• _Information_:

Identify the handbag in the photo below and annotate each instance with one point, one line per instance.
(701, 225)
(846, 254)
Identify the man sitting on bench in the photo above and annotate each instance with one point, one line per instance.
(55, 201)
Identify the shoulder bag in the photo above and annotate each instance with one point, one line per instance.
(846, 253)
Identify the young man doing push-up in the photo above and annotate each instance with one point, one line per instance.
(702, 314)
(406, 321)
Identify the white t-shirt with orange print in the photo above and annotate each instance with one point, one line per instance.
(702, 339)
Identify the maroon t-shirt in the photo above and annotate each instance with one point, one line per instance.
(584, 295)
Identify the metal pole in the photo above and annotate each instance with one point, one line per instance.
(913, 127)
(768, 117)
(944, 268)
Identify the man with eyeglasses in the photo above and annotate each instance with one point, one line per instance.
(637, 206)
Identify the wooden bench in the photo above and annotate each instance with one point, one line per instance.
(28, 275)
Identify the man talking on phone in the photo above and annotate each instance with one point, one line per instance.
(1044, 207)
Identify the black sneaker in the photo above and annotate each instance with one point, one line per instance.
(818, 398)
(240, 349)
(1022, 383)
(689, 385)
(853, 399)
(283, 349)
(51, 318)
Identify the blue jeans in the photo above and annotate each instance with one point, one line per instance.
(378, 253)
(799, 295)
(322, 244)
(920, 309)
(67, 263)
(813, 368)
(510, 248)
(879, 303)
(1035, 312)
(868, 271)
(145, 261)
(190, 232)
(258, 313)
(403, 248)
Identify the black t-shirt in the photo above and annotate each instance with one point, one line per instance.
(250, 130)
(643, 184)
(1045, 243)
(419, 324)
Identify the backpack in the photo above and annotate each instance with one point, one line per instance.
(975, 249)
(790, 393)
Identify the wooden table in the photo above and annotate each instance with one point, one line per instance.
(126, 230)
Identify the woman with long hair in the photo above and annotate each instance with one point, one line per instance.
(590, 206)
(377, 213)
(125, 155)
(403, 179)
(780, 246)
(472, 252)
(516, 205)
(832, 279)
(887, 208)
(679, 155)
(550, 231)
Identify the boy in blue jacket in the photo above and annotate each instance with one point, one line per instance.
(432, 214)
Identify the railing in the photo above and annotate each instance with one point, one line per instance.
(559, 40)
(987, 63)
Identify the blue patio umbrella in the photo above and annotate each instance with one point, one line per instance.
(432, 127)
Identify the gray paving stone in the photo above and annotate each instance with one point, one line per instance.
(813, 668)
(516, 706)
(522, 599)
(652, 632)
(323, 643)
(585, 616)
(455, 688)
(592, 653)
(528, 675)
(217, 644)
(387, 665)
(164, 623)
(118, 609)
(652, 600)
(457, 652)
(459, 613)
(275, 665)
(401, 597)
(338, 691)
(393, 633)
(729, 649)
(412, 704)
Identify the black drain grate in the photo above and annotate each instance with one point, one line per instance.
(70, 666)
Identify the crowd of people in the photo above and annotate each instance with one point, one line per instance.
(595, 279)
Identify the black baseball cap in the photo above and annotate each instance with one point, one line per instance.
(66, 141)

• _Exercise objective_: Exactly as shown above, return every record.

• _Response_:
Identify the handbag in the photo below and annotate each instance with one point, one line per instance.
(701, 225)
(846, 254)
Identify the man sitting on bench in the photo above and annotate each instance with one point, one line per instance.
(55, 201)
Identify the shoulder bag in the photo above and annotate each instance with one point, one line per instance.
(846, 253)
Identify the young man doing push-up in the photo above and annotate each instance with one point, one line per instance.
(702, 314)
(406, 321)
Identify the white t-shirt with orange print in the photo above and annotate each instance with one point, one line per instance.
(702, 339)
Identify the maroon t-shirt in the photo above and annotate each instance with one point, one line per instance.
(584, 295)
Identify the metal pole in the photo above and annotate each instance with one point, one line per instance.
(913, 127)
(768, 117)
(944, 268)
Identify the man with eyeglasses in the photo above and annotate each instance with one point, one line per instance.
(637, 206)
Identify the wooden bench in the photo above and annotate each instance with one point, one line per instance.
(28, 275)
Identify the man talking on phone in the photo above and annotate each instance with one point, one line per instance.
(1044, 207)
Identify the black sneaker in the photo above and annotate each instance with one point, one line per instance.
(818, 398)
(240, 349)
(1022, 383)
(689, 385)
(853, 399)
(283, 349)
(51, 318)
Identify the blue jeans in the photo above and annotate each instance with one point, one line per instance.
(378, 253)
(799, 295)
(322, 244)
(920, 309)
(67, 263)
(813, 368)
(510, 248)
(879, 303)
(1035, 312)
(868, 271)
(145, 261)
(190, 232)
(258, 313)
(403, 248)
Identify the black t-shirt in the photo above and annotate each instance with one point, one line per instance.
(250, 130)
(643, 184)
(1045, 243)
(419, 324)
Identify the backpack in the photo above and annotate each instance with one point, one line per instance.
(975, 249)
(790, 393)
Identify the wooden table in the photo above and annotate each instance with one point, one line per instance.
(126, 230)
Identify the woman with long hair in the photo above and annotate each instance with one point, one line per instance.
(590, 206)
(377, 213)
(125, 155)
(403, 179)
(780, 246)
(472, 252)
(516, 205)
(832, 279)
(887, 208)
(679, 155)
(550, 231)
Identify the boy in blue jacket in the photo above and annotate each instance with one point, one line per instance.
(432, 214)
Identify the railing in the photo above and annotate each instance with one point, one line per instance.
(559, 40)
(987, 63)
Identify the blue patio umbrella in the photo above and annotate each instance with one point, one line per instance.
(432, 127)
Identify the gray paving stone in the photo above and annotate each instance with one point, one line per instance.
(813, 668)
(516, 706)
(522, 599)
(652, 632)
(323, 643)
(585, 616)
(455, 688)
(592, 653)
(528, 675)
(217, 644)
(387, 665)
(164, 623)
(118, 609)
(652, 600)
(457, 652)
(459, 613)
(275, 665)
(401, 597)
(338, 691)
(393, 633)
(729, 649)
(412, 704)
Identify the black drain grate in the photo above and annotate each instance with one point, one line per instance.
(70, 666)
Identify the crowd of people in the photo above and annotate each instance with one point, one line per instance.
(595, 279)
Identify the black baseball cap in the photo above and annotate each instance with one point, one line per instance.
(66, 141)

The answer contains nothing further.